Identify every line of the records that contains the word "black" and copy each one. Case counts.
++++
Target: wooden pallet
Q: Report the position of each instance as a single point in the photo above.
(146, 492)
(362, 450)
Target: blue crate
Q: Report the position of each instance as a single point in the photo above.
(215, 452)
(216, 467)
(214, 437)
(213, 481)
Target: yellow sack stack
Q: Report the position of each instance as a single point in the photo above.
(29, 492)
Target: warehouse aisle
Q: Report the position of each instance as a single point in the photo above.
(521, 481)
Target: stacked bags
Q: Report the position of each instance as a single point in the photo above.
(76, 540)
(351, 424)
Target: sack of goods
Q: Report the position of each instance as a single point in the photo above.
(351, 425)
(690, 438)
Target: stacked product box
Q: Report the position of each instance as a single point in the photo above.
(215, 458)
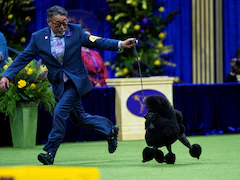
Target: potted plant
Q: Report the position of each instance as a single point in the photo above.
(27, 90)
(145, 20)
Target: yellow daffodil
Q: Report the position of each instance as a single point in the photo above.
(10, 16)
(160, 45)
(157, 62)
(22, 83)
(33, 86)
(29, 71)
(23, 40)
(161, 9)
(28, 18)
(161, 35)
(5, 67)
(108, 17)
(137, 27)
(125, 70)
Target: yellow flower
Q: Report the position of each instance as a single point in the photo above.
(22, 83)
(125, 70)
(32, 86)
(137, 27)
(119, 73)
(160, 45)
(161, 35)
(107, 63)
(118, 69)
(108, 17)
(157, 62)
(28, 18)
(29, 71)
(134, 3)
(23, 40)
(161, 9)
(113, 67)
(10, 16)
(45, 68)
(176, 79)
(5, 67)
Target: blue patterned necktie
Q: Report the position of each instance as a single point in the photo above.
(59, 50)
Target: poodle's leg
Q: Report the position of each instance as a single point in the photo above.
(183, 139)
(170, 157)
(169, 148)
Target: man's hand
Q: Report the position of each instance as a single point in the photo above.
(128, 43)
(4, 83)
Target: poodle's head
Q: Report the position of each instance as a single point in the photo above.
(159, 104)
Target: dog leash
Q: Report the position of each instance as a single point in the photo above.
(135, 53)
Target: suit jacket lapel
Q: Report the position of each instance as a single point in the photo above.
(67, 42)
(46, 44)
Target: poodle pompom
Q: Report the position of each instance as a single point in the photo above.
(148, 154)
(195, 151)
(170, 158)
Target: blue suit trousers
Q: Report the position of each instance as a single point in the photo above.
(70, 106)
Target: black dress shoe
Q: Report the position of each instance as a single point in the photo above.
(46, 159)
(112, 139)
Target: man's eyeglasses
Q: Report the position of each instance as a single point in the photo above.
(58, 23)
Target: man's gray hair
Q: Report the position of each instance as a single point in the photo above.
(55, 10)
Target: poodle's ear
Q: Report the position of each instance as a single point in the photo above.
(195, 151)
(159, 104)
(147, 154)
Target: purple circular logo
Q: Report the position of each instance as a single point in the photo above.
(135, 102)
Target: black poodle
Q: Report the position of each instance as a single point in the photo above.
(163, 127)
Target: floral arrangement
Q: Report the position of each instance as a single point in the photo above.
(144, 20)
(29, 85)
(14, 22)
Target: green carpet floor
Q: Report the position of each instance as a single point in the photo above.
(220, 159)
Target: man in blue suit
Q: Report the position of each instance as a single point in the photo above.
(3, 50)
(59, 47)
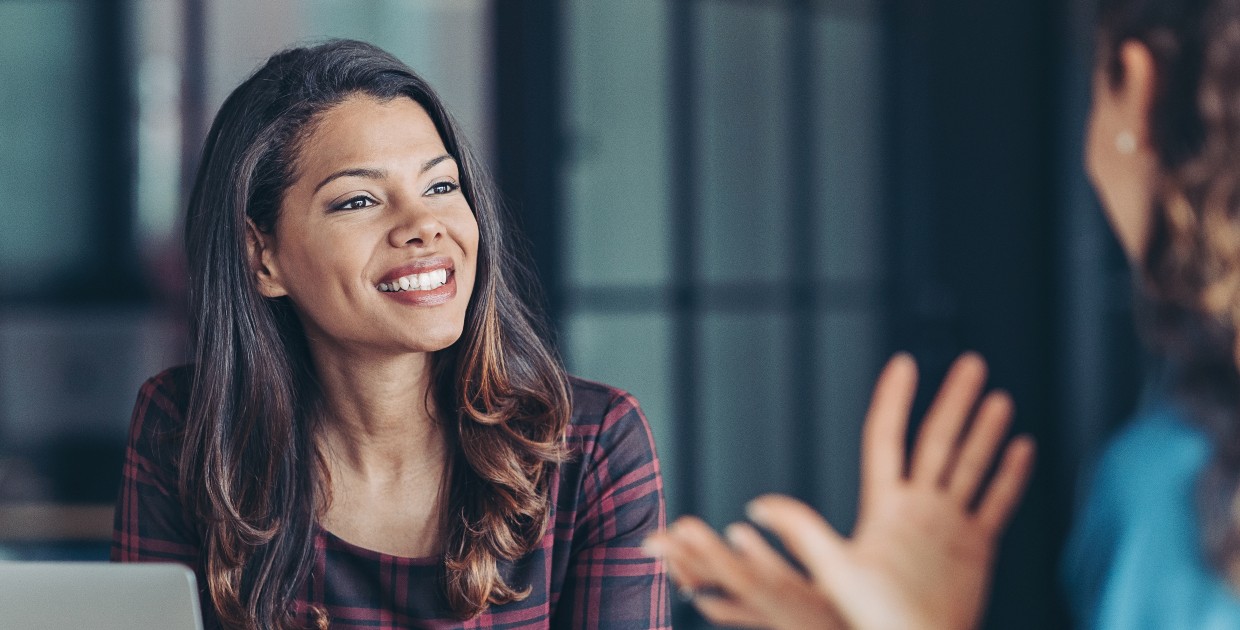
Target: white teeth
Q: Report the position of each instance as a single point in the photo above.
(417, 282)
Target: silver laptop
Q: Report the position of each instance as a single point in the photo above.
(98, 595)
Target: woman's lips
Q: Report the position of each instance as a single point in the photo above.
(439, 294)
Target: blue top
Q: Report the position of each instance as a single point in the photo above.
(1133, 558)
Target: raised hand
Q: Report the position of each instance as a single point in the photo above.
(926, 531)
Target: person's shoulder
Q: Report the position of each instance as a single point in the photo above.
(1158, 453)
(1157, 437)
(608, 418)
(599, 404)
(172, 383)
(161, 403)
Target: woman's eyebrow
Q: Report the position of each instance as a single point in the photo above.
(378, 174)
(433, 161)
(371, 174)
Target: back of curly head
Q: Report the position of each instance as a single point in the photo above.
(1191, 273)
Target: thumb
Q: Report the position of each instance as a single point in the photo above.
(809, 537)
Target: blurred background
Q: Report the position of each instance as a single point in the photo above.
(739, 208)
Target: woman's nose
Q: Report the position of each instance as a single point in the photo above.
(418, 227)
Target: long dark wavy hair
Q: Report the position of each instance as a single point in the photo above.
(1191, 273)
(249, 466)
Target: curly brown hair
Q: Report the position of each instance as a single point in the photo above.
(249, 468)
(1191, 273)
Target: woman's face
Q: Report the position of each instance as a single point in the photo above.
(1119, 158)
(375, 243)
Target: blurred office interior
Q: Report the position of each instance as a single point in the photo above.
(739, 208)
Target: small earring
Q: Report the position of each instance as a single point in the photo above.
(1126, 143)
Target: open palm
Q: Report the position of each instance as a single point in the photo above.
(926, 531)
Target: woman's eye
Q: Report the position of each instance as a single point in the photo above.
(357, 202)
(442, 187)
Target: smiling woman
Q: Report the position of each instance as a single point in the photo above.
(375, 429)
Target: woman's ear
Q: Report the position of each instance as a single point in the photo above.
(262, 262)
(1135, 94)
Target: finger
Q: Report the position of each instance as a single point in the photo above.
(703, 559)
(804, 532)
(1008, 484)
(887, 423)
(947, 414)
(980, 448)
(708, 571)
(768, 564)
(729, 613)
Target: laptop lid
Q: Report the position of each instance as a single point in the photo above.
(99, 595)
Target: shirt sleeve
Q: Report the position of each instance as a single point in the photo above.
(150, 520)
(610, 583)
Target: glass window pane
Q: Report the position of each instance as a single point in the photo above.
(848, 359)
(631, 351)
(46, 120)
(745, 424)
(743, 151)
(618, 177)
(848, 144)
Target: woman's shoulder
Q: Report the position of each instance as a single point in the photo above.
(608, 419)
(1140, 520)
(160, 409)
(1158, 450)
(172, 383)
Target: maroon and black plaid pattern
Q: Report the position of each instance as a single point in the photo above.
(589, 572)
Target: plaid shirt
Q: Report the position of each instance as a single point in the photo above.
(588, 573)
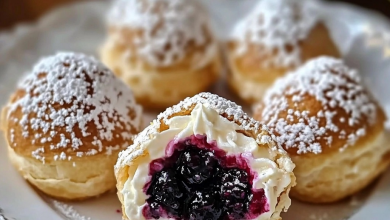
++++
## [Response for this exercise]
Target: black dress shoe
Target: black poodle
Target: maroon and black plaid pattern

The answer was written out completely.